◆ Task inputs:
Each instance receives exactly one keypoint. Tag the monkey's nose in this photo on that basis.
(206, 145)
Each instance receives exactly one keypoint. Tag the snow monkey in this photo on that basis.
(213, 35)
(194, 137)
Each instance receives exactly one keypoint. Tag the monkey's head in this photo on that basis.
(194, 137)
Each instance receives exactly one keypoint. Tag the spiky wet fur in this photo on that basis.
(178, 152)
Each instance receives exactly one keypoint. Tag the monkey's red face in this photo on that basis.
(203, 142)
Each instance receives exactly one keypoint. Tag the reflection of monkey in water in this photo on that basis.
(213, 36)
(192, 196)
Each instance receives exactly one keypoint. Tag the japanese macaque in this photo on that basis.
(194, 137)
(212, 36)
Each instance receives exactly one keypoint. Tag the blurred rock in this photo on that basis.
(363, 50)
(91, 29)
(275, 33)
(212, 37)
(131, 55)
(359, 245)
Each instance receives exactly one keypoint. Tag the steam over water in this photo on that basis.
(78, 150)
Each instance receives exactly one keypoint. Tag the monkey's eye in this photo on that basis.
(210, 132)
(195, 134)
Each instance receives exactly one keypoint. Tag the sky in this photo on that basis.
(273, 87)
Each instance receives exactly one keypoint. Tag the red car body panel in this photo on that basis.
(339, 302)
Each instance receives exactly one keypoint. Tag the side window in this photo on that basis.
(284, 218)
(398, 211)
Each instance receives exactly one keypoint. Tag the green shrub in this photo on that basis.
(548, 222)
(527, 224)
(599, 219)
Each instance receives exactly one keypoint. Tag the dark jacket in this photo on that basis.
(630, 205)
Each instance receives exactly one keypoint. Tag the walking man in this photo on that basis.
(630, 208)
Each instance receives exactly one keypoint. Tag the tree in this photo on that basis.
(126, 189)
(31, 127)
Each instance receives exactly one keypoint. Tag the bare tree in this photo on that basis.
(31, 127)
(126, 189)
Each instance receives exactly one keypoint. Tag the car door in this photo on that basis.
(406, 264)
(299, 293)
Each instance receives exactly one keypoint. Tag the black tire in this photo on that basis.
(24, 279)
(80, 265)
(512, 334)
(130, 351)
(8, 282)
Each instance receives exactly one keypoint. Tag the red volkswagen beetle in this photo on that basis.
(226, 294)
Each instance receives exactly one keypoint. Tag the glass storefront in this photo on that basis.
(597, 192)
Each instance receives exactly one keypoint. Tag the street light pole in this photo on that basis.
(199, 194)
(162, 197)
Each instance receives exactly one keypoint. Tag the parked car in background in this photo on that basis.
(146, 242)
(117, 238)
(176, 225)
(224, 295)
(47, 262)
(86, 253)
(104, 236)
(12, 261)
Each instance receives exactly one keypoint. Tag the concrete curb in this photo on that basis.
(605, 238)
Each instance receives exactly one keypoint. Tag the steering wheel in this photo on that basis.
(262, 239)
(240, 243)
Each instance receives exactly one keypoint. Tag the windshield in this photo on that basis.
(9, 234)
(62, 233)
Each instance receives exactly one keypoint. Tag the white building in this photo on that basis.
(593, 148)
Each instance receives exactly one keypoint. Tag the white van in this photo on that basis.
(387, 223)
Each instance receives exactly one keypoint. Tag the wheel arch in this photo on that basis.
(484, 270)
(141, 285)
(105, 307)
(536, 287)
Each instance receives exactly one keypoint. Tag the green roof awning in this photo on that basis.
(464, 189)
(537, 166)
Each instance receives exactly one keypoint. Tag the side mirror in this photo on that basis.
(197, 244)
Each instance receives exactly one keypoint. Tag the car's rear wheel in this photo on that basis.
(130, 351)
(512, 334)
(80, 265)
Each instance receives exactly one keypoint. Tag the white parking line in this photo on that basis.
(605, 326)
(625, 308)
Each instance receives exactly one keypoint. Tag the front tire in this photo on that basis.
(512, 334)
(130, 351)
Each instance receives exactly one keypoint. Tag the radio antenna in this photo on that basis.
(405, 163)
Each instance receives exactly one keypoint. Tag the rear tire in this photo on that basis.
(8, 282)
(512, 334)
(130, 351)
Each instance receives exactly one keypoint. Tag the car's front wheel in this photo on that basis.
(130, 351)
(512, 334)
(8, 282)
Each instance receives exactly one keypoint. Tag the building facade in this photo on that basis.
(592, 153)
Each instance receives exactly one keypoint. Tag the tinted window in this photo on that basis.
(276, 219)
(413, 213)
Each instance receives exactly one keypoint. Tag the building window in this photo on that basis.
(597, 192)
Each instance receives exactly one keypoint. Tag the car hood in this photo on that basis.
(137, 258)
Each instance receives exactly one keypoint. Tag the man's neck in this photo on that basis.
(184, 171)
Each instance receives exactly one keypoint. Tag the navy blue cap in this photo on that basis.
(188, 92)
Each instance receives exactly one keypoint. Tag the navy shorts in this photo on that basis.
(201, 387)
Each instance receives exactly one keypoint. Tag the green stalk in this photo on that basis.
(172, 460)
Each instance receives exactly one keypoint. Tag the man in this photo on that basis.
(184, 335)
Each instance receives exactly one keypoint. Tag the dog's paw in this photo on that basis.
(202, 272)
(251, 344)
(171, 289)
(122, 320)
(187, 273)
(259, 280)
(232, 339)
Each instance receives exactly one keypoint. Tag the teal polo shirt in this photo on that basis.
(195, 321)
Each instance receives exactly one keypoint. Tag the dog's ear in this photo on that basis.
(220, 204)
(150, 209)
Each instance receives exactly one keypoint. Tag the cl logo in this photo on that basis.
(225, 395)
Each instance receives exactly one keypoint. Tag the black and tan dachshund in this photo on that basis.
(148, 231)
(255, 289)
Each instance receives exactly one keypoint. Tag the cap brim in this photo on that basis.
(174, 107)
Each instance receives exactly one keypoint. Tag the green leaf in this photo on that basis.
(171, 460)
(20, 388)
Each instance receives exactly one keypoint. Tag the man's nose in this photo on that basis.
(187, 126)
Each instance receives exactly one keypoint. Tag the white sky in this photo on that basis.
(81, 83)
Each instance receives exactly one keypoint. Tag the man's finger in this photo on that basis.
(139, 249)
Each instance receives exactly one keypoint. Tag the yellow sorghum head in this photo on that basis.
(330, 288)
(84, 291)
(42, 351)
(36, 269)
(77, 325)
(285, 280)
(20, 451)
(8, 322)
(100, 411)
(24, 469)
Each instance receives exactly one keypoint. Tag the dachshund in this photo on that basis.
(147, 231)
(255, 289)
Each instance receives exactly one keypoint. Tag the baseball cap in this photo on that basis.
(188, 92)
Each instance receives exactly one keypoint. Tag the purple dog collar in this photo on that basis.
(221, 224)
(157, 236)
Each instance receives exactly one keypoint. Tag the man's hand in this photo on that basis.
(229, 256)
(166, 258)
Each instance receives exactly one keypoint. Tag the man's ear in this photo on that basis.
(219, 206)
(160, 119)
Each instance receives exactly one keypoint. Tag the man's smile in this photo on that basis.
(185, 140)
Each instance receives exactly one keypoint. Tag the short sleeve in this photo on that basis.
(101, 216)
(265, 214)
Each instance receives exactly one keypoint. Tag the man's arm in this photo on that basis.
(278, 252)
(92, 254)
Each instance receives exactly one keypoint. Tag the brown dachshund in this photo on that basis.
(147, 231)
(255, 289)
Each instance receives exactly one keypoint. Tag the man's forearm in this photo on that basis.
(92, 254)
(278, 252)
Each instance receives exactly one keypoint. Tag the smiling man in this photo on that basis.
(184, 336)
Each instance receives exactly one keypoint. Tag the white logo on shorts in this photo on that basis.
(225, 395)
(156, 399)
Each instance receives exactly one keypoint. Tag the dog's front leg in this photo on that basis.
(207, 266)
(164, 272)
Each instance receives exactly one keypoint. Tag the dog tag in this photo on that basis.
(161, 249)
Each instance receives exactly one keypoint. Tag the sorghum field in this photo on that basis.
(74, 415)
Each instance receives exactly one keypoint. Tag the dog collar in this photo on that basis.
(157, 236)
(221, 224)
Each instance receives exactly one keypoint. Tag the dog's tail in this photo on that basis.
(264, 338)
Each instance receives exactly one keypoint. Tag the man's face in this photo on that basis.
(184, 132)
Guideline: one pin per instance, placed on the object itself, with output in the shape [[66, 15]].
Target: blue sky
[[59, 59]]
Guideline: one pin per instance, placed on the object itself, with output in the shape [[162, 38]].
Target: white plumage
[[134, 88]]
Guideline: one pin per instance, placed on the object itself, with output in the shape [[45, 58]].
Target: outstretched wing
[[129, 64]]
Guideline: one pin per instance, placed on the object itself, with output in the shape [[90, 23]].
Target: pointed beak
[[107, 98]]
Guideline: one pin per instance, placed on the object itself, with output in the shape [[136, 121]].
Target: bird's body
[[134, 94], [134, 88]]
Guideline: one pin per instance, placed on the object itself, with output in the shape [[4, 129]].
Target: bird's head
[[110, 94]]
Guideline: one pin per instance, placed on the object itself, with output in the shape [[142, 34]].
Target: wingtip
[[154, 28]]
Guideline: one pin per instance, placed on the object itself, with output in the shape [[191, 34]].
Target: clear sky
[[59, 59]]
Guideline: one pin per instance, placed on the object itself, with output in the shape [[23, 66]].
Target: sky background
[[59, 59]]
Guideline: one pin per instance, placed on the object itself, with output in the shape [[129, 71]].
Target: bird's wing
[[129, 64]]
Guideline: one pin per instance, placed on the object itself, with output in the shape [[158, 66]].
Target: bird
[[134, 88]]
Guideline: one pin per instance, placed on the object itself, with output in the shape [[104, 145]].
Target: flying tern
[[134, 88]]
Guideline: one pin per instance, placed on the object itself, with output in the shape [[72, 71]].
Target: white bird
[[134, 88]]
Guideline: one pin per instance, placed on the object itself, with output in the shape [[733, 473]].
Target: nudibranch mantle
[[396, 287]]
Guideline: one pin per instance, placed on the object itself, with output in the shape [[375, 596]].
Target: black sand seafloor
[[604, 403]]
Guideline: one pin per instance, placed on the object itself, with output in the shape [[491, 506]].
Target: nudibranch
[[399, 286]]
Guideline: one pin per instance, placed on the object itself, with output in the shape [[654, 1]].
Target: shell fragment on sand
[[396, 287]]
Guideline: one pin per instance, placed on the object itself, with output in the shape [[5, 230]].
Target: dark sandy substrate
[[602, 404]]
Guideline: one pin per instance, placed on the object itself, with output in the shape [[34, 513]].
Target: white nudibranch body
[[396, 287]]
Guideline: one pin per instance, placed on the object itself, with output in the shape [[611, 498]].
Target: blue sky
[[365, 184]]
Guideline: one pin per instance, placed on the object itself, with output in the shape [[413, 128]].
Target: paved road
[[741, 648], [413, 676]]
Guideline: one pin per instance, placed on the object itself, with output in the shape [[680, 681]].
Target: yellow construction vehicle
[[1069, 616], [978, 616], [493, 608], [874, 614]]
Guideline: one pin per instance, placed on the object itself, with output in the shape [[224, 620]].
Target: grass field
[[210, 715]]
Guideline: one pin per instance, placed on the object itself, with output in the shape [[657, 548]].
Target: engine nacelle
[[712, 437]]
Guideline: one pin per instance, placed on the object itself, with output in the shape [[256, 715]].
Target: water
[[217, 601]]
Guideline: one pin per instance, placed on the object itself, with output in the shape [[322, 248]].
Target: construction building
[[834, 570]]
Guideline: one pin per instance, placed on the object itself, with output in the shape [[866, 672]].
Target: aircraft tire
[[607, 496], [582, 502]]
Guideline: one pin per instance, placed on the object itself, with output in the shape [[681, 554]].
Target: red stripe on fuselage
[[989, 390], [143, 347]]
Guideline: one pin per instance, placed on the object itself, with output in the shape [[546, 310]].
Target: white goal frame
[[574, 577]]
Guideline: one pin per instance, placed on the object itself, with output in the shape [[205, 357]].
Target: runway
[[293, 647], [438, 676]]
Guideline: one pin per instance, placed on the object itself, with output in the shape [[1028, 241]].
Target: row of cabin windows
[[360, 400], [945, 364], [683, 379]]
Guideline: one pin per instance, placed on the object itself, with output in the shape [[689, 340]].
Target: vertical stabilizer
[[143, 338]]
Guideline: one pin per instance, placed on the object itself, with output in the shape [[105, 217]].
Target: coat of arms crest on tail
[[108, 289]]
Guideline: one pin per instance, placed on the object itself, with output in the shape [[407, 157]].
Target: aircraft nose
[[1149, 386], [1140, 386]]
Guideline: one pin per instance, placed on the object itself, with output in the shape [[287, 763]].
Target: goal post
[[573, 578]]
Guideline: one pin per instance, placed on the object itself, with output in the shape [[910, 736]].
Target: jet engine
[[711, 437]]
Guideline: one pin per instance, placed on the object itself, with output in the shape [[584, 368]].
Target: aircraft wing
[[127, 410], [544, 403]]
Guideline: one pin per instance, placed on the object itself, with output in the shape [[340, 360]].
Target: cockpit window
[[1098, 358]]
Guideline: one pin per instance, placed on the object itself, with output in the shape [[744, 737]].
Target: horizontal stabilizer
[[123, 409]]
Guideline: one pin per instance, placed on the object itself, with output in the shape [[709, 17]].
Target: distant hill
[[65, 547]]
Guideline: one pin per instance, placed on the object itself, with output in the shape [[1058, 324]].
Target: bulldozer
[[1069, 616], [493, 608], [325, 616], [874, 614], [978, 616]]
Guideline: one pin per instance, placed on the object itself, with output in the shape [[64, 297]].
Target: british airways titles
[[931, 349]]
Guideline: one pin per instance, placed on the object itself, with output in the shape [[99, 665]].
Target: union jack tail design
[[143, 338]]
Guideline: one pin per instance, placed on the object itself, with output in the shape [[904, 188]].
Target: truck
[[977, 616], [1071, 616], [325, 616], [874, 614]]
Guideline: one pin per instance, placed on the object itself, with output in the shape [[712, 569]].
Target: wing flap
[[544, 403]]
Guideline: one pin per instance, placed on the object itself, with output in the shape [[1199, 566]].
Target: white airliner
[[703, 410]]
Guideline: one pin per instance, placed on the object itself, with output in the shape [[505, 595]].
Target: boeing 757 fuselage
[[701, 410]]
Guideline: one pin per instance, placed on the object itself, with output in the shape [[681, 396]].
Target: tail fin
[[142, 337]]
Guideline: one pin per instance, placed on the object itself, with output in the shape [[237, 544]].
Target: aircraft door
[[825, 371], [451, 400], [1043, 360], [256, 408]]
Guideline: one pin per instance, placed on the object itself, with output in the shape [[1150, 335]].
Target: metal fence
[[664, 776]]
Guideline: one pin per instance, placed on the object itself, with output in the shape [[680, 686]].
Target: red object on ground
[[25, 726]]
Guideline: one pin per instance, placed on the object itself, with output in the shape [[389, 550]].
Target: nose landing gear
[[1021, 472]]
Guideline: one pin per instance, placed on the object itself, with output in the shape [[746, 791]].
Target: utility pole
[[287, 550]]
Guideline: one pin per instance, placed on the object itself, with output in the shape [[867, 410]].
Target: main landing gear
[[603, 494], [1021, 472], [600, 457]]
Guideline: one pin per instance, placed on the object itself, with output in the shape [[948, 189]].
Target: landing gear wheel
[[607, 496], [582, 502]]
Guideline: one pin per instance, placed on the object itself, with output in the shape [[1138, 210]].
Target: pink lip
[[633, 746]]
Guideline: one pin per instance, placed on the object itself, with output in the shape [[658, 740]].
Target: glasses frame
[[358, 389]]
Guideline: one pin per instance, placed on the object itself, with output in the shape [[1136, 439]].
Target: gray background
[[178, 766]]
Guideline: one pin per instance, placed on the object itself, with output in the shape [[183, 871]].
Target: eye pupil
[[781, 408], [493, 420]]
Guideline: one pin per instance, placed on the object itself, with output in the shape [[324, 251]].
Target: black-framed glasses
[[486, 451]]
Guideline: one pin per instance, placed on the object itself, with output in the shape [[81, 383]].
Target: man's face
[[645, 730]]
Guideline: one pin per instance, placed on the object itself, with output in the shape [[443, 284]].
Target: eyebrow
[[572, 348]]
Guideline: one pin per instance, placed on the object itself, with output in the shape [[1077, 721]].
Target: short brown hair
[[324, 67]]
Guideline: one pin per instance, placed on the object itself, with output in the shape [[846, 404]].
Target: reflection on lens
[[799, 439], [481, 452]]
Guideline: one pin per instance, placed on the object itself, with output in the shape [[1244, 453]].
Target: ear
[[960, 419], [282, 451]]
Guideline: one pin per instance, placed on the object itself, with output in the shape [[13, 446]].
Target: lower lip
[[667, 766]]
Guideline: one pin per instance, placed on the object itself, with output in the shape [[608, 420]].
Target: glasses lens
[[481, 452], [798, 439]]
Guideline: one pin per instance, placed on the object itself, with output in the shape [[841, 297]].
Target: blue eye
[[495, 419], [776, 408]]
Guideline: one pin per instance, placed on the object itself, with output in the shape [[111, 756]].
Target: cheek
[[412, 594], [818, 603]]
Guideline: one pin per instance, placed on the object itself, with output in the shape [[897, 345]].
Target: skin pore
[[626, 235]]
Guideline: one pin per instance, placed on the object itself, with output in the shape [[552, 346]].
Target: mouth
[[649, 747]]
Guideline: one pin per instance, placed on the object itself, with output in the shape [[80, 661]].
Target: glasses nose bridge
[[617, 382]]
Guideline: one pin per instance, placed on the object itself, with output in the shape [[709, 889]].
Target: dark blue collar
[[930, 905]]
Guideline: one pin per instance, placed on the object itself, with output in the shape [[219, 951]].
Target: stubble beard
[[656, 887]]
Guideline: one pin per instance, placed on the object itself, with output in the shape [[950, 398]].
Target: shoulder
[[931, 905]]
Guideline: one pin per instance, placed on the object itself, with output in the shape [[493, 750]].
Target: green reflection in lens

◆ Try it: Could you write out only the lines of the listing above from the one that contains "shape [[219, 951]]." through its final line, exactly and inclusive?

◆ Answer for this exercise:
Guideline: one pin per instance, placed on the object itself, with output in the shape [[219, 951]].
Target: stubble beard
[[656, 887]]
Guideline: one pin per instance, placed on the object itself, with output in the shape [[950, 398]].
Target: shoulder
[[931, 905]]
Guideline: one pin per instance, placed on the object itself, with output in the shape [[493, 750]].
Target: green reflection in lens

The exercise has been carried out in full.